What is required: Please set down all of the data below verbatim.

[Referring expression pointing data]
"""

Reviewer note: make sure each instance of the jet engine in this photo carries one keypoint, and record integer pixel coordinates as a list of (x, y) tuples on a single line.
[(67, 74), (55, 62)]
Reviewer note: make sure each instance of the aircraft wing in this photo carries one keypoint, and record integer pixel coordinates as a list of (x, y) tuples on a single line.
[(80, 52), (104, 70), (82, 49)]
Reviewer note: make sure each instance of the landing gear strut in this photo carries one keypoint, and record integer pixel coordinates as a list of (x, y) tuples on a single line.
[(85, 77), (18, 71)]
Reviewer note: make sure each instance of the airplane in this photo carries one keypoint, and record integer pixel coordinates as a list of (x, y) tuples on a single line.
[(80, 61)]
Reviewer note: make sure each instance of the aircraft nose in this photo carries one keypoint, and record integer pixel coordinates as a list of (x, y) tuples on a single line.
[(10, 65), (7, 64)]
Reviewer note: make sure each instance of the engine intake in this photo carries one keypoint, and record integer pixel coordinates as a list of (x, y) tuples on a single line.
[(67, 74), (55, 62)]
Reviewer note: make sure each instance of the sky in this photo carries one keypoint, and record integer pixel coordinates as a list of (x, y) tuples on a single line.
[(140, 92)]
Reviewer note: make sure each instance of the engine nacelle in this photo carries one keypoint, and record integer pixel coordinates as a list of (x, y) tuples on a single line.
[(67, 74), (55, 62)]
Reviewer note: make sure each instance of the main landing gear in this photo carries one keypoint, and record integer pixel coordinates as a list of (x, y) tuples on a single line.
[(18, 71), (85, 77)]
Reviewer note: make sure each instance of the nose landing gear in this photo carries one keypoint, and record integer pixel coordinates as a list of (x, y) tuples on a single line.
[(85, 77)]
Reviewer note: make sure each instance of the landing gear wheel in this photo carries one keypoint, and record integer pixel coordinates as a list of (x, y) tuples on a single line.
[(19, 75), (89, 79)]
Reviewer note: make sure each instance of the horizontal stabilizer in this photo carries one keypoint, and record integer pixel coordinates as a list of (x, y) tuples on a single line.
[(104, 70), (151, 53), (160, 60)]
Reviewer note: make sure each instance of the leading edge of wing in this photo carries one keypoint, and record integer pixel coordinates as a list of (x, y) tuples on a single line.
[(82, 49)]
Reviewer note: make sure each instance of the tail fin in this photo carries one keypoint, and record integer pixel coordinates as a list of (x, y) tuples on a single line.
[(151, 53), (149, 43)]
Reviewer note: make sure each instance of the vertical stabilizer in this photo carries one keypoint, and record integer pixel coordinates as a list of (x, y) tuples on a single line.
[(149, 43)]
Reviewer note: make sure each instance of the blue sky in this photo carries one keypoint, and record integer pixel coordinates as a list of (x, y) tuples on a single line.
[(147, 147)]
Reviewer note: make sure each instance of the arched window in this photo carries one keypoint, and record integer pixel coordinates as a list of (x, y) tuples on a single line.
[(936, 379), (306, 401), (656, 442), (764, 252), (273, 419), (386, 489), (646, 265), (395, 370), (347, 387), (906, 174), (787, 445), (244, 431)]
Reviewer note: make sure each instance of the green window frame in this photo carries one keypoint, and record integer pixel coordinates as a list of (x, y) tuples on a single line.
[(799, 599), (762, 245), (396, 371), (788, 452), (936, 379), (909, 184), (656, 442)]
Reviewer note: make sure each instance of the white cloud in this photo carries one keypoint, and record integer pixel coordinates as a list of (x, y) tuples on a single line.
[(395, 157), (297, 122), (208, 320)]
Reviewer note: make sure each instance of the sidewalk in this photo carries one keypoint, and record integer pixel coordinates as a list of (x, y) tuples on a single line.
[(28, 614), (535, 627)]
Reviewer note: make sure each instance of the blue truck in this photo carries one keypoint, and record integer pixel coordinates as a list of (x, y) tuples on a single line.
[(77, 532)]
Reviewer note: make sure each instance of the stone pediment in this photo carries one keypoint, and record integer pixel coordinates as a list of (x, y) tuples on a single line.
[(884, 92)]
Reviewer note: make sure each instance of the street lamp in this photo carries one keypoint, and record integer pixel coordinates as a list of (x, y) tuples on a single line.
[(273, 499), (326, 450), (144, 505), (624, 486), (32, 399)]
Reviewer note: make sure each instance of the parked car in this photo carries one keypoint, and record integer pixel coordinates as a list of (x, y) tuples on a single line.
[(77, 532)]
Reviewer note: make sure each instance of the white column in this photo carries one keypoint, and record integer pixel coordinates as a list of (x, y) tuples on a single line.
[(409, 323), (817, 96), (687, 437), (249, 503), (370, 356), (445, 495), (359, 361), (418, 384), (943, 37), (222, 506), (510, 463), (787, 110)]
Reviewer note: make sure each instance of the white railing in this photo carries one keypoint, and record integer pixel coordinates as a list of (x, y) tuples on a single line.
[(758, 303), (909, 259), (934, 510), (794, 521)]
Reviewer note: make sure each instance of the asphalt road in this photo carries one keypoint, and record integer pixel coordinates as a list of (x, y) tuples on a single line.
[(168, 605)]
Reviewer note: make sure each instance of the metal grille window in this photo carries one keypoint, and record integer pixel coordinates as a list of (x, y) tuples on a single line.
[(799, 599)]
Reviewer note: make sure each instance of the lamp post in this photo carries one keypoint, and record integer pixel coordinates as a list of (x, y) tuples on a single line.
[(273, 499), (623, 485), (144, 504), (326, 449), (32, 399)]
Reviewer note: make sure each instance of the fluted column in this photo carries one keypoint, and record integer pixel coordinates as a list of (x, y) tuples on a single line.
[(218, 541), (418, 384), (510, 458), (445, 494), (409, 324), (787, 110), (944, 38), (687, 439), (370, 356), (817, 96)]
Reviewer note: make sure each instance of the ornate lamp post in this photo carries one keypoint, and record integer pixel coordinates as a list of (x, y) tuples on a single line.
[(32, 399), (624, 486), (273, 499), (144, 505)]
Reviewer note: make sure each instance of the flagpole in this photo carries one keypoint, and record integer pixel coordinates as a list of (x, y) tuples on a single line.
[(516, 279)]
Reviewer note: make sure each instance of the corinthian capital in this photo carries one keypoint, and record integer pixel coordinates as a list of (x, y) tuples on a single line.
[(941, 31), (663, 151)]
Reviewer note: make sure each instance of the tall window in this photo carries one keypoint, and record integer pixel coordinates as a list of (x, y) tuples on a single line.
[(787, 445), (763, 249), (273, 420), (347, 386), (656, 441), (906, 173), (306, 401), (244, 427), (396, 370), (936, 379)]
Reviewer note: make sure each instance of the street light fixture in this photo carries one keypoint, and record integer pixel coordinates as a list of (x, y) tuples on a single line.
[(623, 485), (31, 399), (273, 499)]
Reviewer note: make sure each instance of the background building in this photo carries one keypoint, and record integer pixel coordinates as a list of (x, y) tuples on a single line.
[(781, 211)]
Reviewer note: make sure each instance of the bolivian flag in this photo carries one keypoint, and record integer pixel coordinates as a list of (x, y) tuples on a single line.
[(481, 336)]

"""

Exercise result:
Reviewer note: make sure each instance of the jet engine in this photo carries one keypoint, and record integer pixel coordinates as a list of (x, y) tuples on a single line.
[(67, 74), (55, 62)]
Reviewer note: make sure each instance of the aircraft wing in this photo carries one keypoint, and record integer pixel coordinates as a list of (x, y) tuples on a single line.
[(80, 52), (104, 70), (82, 49)]
Reviewer note: make sure each instance of the landing gear strut in this photo carries one keypoint, and record integer pixel coordinates as a list of (x, y) tuples on a single line.
[(85, 77), (18, 71)]
Reviewer note: make sure each instance of the airplane in this photo carries one keypoint, and record integer pixel coordinates as a list of (x, y) tuples on a single line.
[(80, 61)]
Reviewer note: make sure each instance of the aircraft nose in this photo carries one keypoint, and record integer pixel coordinates as a list of (x, y) tuples on a single line.
[(10, 65), (7, 64)]
Reviewer note: make sure each instance of the engine intake in this photo carries one keypoint, and record integer pixel coordinates as a list of (x, y) tuples on a single line.
[(67, 74), (55, 62)]
Reviewer note: make sure each instance of the sky in this photo carries one keypoint, and record integer pixel coordinates as a list of (x, y) tuples on a single line.
[(140, 92)]
Reviewer note: make sure each instance of the engine nacelle in this photo carries one keypoint, and record integer pixel coordinates as a list of (x, y) tuples on a single line.
[(67, 74), (55, 62)]
Reviewer note: make sure each instance of the main landing gear in this photo carries one keypoint, and record integer pixel coordinates as a list of (x, y) tuples on a single line.
[(18, 71), (85, 77)]
Reviewer note: make sure each instance of the nose landing gear in this photo carries one keypoint, and record integer pixel coordinates as a list of (x, y) tuples on a single line.
[(85, 77)]
Reviewer note: make sure each instance of the landing gear wheel in this photo carries one keypoint, and record integer pixel coordinates as a list of (x, y) tuples on a single line.
[(19, 75), (89, 79)]
Reviewer note: make sure each instance of the horizontal stabilizer in this photo carries one keypoint, and record integer pixel coordinates as a list of (x, y) tuples on a single line.
[(104, 70), (151, 53), (160, 60)]
Reviewer note: make sure each instance of the leading edge of wing in this photo carries one keypoint, and record integer pixel coordinates as a list of (x, y) tuples on a single line.
[(82, 49)]
Reviewer note: make sure each instance of the tail fin in this photo carries one keypoint, and record integer pixel coordinates as a list of (x, y) tuples on a single line.
[(151, 53), (149, 43)]
Reviewer note: make sure each instance of the vertical stabilizer in this photo carries one keypoint, and record integer pixel coordinates as a list of (x, y) tuples on a single line.
[(149, 43)]
Reviewer note: make sure each instance of the blue sky in this photo carries one keypoint, and record integer pixel coordinates as a list of (x, y) tuples on a single line.
[(147, 147)]
Reviewer note: make sure each instance of the arched window in this photo carries one keypoint, and record integer pixel coordinates as a list of (x, y) tuples on a single line.
[(936, 379), (306, 401), (656, 442), (764, 252), (273, 419), (386, 489), (646, 265), (395, 370), (347, 387), (906, 174), (787, 445), (244, 431)]
Reviewer note: make sure each instance of the green window frame in this photo carries one keypoint, and record integer pixel coordinates as a list of (x, y) tuples on a single line.
[(799, 599), (762, 245), (396, 371), (788, 452), (936, 379), (909, 184), (656, 442)]
Reviewer note: make sure each instance of the white cloud in this photo carries one keypoint, and record integer pixel coordinates as a list of (x, y) tuples on a single line.
[(395, 157), (297, 122), (208, 320)]
Reviewer note: make sure each instance of the sidewalk in this photo carries one keypoint, and record integer pixel coordinates as a list of (x, y) tuples on a single line.
[(28, 614), (535, 627)]
Reviewer note: make sure each instance of the blue truck in this photo carries one keypoint, and record integer pixel coordinates as a list of (x, y) tuples on a single line.
[(77, 532)]
Reviewer note: make sure each instance of the stone pediment in this photo carries one keypoint, and record integer pixel coordinates as a list of (x, y) tuples on a single line.
[(884, 92)]
Reviewer note: make sure each instance of the street lamp in this photo carries one keypoint, and record integer pixel coordinates as a list of (x, y) tuples on a single line.
[(273, 499), (326, 450), (144, 505), (624, 486), (32, 399)]
Reviewer note: make sure each instance of the parked car in this photo carries one keypoint, and record integer pixel coordinates as a list of (x, y) tuples on a single line.
[(77, 532)]
Reviewer note: make sure each instance of the white column in this photo carries one keypoint, and record integer pixel coordinates as a list of (x, y) tuples on a single line.
[(409, 323), (817, 96), (687, 437), (249, 503), (370, 356), (445, 495), (359, 361), (418, 384), (943, 37), (222, 506), (510, 463), (787, 110)]
Reviewer note: make sure each instance of the white railing in this photo carries one keypoint, and record integer pixel coordinates as a list of (x, y) tuples on a single line.
[(758, 303), (909, 259), (934, 510), (794, 521)]
Reviewer note: make sure each instance of the asphalt road in this photo carries one keypoint, and record integer pixel coordinates as a list of (x, y) tuples on a single line.
[(168, 605)]
Reviewer note: make sure each instance of the metal grille window in this photo carries one keypoint, and record integer pixel coordinates as a list of (x, y) tuples on a single line.
[(799, 599)]
Reviewer note: make sure each instance of the lamp post in this photo carries one keypoint, and record integer pixel coordinates as a list of (x, y) tuples on a single line.
[(273, 499), (623, 485), (144, 504), (326, 449), (32, 399)]
Reviewer note: make sure each instance of the fluted column in this photo carries one keypoint, and record integer pixel coordinates as a list of (x, y) tuples on a single line.
[(218, 541), (418, 384), (510, 458), (445, 494), (409, 324), (787, 110), (944, 38), (687, 439), (370, 356), (817, 96)]
Reviewer note: make sure each instance of the ornate lamp post in this photo carries one keypoint, and record integer pixel coordinates as a list of (x, y) tuples on a single line.
[(32, 399), (624, 486), (273, 499), (144, 505)]
Reviewer note: make sure each instance of the flagpole in this photo carries one keypoint, and record integer pixel coordinates as a list of (x, y) tuples on a single line.
[(516, 279)]
Reviewer note: make sure each instance of the corinthian capital in this photo carries one keypoint, and record integer pixel coordinates as a list of (x, y) tuples on a single line.
[(941, 31), (663, 151)]
Reviewer note: make sure each instance of the tall window in this photo carries one keypoint, and record integer pixel coordinates as a list of (x, y) tuples on a single line.
[(787, 445), (763, 249), (273, 420), (347, 386), (656, 441), (906, 173), (306, 401), (244, 427), (396, 370), (936, 379)]
Reviewer note: make sure each instance of the street light fixture in this photo carries one keypoint, and record integer pixel coordinates as a list of (x, y) tuples on a single line.
[(623, 485), (31, 399), (273, 499)]
Reviewer note: make sure each instance of the background building in this photo carries one keypoint, and record integer pixel coordinates as a list of (x, y) tuples on a single line.
[(781, 211)]
Reviewer note: make sure each instance of the bolivian flag in this photo carries one keypoint, and record integer pixel coordinates as a list of (x, y) tuples on a single line.
[(481, 336)]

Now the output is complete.